Segment Start: SUPPLIED MATERIAL

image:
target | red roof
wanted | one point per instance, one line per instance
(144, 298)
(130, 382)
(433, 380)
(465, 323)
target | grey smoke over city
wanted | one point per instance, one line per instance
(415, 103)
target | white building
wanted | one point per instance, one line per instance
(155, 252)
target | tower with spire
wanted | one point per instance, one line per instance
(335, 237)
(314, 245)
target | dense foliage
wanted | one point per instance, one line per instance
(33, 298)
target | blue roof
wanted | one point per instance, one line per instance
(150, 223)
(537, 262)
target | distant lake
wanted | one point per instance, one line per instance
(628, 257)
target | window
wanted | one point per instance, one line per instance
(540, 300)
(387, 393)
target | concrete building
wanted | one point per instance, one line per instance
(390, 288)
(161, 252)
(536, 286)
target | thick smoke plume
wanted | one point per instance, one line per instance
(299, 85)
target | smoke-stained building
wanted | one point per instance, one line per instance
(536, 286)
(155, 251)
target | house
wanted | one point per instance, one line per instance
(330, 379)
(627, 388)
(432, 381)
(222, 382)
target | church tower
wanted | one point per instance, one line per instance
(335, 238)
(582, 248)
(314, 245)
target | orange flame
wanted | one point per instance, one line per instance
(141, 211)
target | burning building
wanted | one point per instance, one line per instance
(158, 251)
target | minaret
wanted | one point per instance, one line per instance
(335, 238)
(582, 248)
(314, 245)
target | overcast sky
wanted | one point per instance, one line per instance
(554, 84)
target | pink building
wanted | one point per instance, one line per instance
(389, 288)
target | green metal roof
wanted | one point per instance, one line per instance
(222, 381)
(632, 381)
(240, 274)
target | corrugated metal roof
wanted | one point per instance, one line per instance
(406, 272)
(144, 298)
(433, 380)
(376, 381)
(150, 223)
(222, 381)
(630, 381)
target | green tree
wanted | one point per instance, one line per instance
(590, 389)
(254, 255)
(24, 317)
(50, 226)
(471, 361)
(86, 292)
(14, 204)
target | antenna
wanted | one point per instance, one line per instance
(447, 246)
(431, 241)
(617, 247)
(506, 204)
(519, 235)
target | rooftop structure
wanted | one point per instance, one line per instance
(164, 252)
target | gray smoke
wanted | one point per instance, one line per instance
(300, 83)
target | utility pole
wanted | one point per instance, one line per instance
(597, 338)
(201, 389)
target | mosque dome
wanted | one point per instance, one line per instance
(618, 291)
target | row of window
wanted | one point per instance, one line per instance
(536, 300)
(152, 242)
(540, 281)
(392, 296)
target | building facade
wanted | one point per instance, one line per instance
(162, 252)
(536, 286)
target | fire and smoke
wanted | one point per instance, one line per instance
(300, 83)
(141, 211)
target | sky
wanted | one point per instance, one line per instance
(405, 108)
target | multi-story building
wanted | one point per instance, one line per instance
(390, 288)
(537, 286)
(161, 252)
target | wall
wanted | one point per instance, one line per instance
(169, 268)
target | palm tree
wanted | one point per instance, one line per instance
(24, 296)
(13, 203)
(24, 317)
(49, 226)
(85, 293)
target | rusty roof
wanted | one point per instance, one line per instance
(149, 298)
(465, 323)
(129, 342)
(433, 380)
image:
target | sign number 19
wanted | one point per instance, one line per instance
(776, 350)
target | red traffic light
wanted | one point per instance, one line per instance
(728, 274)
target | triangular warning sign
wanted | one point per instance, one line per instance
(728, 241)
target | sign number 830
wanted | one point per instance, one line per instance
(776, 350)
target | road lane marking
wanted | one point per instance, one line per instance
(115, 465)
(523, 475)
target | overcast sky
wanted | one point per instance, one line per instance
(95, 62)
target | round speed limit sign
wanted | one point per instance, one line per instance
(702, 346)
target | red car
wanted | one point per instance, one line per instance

Segment End: SUPPLIED MATERIAL

* _TASK_
Go over the records above and tally each line that includes "metal". Give the total by itself.

* _EXERCISE RESULT_
2